===== Document excerpt =====

5. Re: integration area help
(Original post by sputum)
If you run x=3 through your integral what do you get?
-3
6. Re: integration area help
(Original post by dongonaeatu)
-3
Keerect!
Now take what you got for x=2 away from this.
7. Re: integration area help
hmmm, for the second area i got 7/3.. are you sure your method is correct? talk me through your working out for the second area..
8. Re: integration area help
oh.. so is it meant to be -3--41/3? with 2 minus's making a plus
9. Re: integration area help
(Original post by Sketch)
hmmm, for the second area i got 7/3.. are you sure your method is correct? talk me through your working out for the second area..
second area i did

[(3)^3/3-4(3)] - [(2)^3/3-4(2)]= -41/3

wait i just did it again... i got 7/3 this time

wtf it will still end up being negative -3+7/3= -2/3

oh wait.. the whole second area is 7/3 so its 16/3+7/3= 23/3 for the whole area?
Last edited by dongonaeatu; 13-04-2012 at 17:12.
10. Re: integration area help
7/3 is good
11. Re: integration area help
The area in this case would be the integral of the "above x axis" area, minus MINUS the integral of the "below x axis" area.. i.e. just take the sum of their absolute values..
12. Re: integration area help
the answer for the whole area is 23/3 yes or no
13. Re: integration area help
where did the -3 come from may i ask?
14. Re: integration area help
(Original post by dongonaeatu)
the answer for the whole area is 23/3 yes or no
yes!
15. Re: integration area help
(Original post by Sketch)
where did the -3 come from may i ask?
putting x=3 in y=x3/3 -4x
16. Re: integration area help
17. Re: integration area help
uh ran out of rep..sputnam i'll rep you later bro thanks

===== Entries provided =====

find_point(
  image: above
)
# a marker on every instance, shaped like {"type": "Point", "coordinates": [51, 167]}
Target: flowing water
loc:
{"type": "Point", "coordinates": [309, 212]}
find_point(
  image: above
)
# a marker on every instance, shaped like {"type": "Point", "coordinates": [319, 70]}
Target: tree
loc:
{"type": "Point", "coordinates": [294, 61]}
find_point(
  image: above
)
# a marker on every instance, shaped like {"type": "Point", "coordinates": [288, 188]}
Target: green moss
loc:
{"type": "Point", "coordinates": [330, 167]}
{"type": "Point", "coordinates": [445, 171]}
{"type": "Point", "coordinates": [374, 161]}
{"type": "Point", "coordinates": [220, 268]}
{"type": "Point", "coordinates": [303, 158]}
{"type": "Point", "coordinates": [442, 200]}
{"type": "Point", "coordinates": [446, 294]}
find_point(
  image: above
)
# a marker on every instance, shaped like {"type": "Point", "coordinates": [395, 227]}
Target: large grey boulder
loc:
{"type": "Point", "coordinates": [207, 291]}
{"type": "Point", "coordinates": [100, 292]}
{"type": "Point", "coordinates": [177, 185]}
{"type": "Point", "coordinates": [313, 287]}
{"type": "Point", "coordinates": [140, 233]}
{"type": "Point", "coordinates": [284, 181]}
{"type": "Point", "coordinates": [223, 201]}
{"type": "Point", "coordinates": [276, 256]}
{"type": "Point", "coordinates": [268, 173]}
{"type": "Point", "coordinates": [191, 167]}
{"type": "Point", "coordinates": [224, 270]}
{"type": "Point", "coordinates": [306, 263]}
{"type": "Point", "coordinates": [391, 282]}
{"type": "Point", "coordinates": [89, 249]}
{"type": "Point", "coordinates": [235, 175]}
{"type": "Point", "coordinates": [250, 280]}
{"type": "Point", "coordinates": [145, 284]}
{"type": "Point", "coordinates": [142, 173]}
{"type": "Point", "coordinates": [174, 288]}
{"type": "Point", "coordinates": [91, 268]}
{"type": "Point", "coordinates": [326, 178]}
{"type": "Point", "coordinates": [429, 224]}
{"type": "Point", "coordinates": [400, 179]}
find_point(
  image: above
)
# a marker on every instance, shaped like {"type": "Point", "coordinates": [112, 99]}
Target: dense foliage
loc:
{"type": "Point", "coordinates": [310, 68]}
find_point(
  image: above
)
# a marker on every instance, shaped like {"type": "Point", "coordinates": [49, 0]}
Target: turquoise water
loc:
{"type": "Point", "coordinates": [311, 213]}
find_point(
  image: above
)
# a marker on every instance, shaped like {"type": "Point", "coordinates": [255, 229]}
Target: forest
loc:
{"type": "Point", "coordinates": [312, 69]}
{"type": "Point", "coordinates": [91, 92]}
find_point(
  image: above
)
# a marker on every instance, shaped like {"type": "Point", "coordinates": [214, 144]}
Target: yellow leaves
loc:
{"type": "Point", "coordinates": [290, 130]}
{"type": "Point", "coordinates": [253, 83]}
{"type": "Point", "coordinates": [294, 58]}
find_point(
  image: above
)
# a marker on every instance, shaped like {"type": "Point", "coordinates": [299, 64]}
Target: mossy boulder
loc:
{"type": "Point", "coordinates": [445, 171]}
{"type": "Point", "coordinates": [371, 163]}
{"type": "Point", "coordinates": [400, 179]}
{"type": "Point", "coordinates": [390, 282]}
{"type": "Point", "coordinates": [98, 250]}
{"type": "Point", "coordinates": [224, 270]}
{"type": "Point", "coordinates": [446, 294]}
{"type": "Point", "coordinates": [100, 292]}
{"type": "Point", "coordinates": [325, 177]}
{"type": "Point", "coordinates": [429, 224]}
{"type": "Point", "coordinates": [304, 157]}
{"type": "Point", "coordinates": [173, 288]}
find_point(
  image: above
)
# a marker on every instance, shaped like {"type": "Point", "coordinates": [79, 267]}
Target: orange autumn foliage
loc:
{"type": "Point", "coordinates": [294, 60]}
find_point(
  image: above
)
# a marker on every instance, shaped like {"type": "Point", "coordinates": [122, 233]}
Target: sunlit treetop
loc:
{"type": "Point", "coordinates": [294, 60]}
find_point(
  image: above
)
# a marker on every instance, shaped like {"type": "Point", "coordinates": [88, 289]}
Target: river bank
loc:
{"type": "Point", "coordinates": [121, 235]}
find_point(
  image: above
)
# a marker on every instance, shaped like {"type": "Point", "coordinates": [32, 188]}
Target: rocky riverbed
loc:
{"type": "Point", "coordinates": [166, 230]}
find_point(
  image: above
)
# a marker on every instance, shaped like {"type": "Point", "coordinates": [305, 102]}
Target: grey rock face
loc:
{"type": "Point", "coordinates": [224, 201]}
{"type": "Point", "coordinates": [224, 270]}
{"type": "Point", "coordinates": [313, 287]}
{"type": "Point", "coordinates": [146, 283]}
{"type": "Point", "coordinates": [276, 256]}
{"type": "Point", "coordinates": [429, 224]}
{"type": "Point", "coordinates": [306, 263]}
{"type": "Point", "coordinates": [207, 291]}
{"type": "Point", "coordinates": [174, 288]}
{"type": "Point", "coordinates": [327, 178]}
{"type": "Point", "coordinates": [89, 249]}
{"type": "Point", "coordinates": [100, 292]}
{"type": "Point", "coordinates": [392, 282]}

=====

**What this task involves**
How would you say this sentence from the forum thread on integration area in Spanish: "Now take what you got for x=2 away from this."

**Response for this exercise**
Ahora resta de esto lo que obtuviste para x=2.